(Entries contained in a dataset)

○ ○ ○ ○ ○

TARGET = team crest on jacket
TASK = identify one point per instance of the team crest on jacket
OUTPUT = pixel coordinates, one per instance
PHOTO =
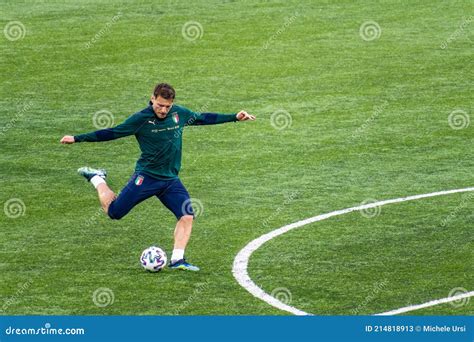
(175, 117)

○ ○ ○ ○ ○

**AIM**:
Edit the entries so that every "jacket" becomes "coat", with all other text left unchanged, and omit the pictures from your version.

**OUTPUT OF THE EXERCISE**:
TARGET = team crest on coat
TASK = identify one point per instance of the team crest on coat
OUTPUT = pixel coordinates, one per instance
PHOTO =
(175, 117)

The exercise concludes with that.